### Provided records
..............................
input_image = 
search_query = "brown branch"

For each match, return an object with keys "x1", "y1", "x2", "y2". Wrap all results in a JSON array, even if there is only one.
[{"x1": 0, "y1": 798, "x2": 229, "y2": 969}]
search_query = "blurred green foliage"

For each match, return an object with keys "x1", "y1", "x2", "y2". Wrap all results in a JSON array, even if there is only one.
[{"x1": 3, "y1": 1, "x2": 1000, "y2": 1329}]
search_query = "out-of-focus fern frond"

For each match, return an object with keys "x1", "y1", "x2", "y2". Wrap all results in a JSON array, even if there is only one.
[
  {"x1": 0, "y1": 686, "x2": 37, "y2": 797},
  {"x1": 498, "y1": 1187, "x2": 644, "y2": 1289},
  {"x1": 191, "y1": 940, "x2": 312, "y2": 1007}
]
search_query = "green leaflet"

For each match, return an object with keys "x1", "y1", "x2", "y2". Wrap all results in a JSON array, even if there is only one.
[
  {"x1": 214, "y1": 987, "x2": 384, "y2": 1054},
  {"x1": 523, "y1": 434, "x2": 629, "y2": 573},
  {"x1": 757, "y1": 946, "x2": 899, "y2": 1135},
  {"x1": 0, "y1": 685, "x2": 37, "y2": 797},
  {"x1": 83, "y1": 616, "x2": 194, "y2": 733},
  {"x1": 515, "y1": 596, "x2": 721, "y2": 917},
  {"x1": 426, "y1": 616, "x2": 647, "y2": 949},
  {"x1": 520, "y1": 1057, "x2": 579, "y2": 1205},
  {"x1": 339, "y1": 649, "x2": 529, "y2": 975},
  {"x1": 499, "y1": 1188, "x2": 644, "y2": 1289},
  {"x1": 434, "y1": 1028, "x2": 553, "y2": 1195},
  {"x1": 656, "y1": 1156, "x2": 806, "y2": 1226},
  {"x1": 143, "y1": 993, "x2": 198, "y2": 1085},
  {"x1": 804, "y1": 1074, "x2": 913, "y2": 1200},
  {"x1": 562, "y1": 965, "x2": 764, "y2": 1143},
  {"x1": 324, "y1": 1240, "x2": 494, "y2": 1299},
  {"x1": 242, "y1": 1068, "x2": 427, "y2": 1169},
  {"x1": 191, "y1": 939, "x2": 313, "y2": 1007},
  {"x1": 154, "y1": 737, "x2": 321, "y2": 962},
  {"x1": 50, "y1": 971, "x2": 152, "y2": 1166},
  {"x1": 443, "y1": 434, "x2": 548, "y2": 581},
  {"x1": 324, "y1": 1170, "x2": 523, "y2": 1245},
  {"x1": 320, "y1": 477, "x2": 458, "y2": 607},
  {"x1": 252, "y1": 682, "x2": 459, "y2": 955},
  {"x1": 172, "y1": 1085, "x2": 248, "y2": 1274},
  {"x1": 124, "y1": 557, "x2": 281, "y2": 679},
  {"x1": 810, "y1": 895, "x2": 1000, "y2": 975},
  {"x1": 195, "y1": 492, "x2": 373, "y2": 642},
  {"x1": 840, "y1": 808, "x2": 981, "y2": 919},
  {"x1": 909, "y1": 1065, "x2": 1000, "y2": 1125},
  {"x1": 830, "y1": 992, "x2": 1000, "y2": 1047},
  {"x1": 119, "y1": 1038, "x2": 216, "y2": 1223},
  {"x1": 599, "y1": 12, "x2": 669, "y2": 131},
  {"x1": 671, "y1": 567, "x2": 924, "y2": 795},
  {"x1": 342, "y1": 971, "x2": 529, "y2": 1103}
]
..............................
### Exercise goal
Could you tally how many lines of the material above include the word "green" and reply with only that count?

### Answer section
2